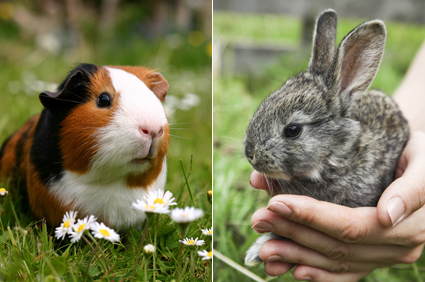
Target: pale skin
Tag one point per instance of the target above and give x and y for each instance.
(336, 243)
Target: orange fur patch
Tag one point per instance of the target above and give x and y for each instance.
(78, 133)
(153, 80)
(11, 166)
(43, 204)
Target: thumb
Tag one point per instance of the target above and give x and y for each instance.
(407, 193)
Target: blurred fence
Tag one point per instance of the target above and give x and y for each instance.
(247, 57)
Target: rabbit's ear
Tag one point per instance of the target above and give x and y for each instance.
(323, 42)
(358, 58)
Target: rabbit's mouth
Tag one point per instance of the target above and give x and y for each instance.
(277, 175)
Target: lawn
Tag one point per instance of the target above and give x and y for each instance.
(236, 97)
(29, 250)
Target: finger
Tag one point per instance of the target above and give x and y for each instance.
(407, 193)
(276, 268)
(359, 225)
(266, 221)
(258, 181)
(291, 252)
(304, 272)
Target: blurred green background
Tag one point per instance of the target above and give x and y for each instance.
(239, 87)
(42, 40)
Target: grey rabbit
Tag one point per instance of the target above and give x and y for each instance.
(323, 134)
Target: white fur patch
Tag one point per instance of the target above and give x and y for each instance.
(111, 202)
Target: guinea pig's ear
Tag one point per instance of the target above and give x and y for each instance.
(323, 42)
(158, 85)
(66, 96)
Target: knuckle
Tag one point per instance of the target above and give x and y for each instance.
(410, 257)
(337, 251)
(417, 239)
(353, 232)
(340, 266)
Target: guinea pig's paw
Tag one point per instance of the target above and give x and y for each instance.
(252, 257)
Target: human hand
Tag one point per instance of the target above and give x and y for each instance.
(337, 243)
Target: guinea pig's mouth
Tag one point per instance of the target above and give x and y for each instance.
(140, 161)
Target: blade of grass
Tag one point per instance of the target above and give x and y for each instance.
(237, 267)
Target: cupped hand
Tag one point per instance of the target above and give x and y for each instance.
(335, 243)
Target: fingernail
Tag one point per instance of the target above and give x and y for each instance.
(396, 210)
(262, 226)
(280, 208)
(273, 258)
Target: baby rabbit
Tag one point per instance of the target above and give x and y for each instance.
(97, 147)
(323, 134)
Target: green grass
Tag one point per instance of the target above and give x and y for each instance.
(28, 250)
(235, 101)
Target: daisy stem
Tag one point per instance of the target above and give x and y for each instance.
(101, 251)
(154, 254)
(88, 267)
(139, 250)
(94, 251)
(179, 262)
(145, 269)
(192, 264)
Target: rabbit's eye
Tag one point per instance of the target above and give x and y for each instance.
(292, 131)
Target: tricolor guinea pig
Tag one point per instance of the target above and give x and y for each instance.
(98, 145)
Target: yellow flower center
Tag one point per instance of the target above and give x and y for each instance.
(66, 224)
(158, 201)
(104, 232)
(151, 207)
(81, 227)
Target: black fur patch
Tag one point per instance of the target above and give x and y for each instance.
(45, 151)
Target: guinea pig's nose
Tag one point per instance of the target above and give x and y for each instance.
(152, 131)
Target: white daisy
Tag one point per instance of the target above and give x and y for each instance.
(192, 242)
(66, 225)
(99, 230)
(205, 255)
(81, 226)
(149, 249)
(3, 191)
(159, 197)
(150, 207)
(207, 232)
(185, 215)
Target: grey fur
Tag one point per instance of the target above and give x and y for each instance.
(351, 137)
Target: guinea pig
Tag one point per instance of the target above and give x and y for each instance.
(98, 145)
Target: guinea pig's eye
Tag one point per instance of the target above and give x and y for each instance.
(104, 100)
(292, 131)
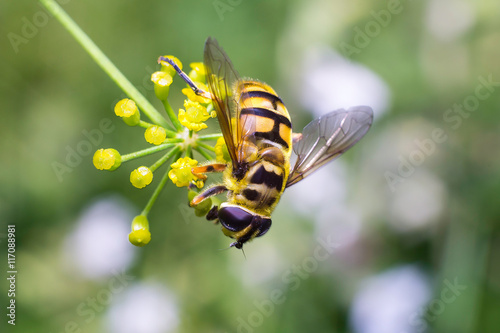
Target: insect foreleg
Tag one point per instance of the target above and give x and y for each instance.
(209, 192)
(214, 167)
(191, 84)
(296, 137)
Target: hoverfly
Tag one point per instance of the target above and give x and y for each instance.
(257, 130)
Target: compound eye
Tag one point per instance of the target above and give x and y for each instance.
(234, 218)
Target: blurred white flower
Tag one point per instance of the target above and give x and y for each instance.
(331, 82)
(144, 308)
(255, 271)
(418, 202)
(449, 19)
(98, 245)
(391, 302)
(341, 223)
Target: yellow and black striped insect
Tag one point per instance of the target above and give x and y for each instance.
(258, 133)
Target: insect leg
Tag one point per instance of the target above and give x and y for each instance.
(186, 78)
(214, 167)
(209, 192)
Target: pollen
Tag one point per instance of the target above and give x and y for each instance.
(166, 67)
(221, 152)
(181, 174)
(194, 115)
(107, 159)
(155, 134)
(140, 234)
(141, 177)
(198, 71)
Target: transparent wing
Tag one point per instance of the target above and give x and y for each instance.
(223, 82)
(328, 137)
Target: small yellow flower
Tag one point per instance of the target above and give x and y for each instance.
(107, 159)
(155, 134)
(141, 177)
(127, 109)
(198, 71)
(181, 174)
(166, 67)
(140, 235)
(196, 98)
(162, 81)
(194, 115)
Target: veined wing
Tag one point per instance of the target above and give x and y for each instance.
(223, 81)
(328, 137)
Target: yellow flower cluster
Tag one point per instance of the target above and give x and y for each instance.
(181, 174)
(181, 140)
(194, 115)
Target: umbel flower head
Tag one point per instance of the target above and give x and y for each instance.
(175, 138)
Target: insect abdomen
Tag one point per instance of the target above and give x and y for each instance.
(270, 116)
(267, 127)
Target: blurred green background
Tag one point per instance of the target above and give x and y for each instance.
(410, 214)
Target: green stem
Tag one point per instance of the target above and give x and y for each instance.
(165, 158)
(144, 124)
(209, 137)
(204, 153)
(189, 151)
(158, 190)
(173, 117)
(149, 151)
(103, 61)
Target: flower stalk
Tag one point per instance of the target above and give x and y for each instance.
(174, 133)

☆ ☆ ☆ ☆ ☆ ☆ ☆

■ Your goal ■
Whenever the word "wing" appears in a line of the listing, copy out that line.

■ Task solution ■
Target: transparent wing
Target: veined wing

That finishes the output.